» MATERIAL SUPPLIED:
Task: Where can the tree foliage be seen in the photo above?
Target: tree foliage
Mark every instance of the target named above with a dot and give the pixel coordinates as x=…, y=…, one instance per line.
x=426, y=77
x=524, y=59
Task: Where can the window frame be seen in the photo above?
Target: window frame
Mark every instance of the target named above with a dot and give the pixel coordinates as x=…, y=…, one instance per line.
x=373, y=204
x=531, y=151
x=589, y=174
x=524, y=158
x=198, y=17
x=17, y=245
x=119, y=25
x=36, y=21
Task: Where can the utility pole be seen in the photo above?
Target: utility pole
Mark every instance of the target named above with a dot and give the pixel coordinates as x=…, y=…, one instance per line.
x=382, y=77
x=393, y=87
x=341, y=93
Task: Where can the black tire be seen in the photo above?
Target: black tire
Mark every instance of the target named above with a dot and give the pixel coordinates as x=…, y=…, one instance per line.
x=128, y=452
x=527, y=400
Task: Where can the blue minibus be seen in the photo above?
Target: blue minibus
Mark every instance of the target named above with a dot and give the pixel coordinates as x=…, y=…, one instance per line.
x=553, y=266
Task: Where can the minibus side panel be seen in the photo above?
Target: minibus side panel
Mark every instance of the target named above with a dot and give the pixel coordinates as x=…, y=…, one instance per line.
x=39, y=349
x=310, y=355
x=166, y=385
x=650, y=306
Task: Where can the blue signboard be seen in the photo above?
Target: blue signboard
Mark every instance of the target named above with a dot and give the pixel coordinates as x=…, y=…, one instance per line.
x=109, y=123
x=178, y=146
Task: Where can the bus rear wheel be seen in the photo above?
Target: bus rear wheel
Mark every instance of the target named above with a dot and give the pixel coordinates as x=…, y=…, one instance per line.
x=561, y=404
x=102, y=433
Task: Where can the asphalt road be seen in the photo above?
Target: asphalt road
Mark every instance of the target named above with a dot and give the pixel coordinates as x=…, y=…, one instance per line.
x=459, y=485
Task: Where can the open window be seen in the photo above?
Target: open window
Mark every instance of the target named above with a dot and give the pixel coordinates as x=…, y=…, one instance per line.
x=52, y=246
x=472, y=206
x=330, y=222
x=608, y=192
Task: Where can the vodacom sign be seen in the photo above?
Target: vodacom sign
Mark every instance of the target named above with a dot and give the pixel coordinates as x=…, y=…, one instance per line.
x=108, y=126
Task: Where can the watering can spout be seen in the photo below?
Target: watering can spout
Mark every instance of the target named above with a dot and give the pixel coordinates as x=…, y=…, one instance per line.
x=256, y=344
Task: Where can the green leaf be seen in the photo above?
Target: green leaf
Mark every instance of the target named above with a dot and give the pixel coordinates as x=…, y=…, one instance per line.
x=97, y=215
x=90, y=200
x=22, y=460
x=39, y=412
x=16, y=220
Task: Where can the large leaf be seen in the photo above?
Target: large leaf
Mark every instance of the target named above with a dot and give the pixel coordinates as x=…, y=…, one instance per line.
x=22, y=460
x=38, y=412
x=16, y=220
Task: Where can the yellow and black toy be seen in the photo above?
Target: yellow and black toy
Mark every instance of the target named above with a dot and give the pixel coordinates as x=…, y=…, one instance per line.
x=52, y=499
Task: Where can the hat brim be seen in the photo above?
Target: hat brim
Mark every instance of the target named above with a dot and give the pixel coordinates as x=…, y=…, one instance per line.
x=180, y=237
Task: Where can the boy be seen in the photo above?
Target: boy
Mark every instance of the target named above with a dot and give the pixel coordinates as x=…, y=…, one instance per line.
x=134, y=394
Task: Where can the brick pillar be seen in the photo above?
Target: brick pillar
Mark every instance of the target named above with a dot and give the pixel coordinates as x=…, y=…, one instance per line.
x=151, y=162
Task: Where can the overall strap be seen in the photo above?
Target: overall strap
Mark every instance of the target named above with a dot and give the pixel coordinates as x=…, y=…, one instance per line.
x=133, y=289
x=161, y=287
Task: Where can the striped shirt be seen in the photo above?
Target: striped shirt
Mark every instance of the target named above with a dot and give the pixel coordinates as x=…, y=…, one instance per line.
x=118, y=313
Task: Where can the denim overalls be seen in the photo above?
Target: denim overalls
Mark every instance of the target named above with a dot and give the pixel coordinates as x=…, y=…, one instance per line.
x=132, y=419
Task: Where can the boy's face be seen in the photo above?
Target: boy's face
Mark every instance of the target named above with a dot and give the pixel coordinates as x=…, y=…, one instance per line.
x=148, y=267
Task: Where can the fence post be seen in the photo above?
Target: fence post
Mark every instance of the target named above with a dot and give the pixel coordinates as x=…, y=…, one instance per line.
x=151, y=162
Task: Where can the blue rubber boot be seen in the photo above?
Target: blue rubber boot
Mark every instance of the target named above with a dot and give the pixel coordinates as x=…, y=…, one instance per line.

» TASK STATEMENT:
Among the lines above, find those with the word "strap". Copy them.

» TASK RESPONSE:
Task: Where can the overall strap be seen in the photo above?
Target: overall strap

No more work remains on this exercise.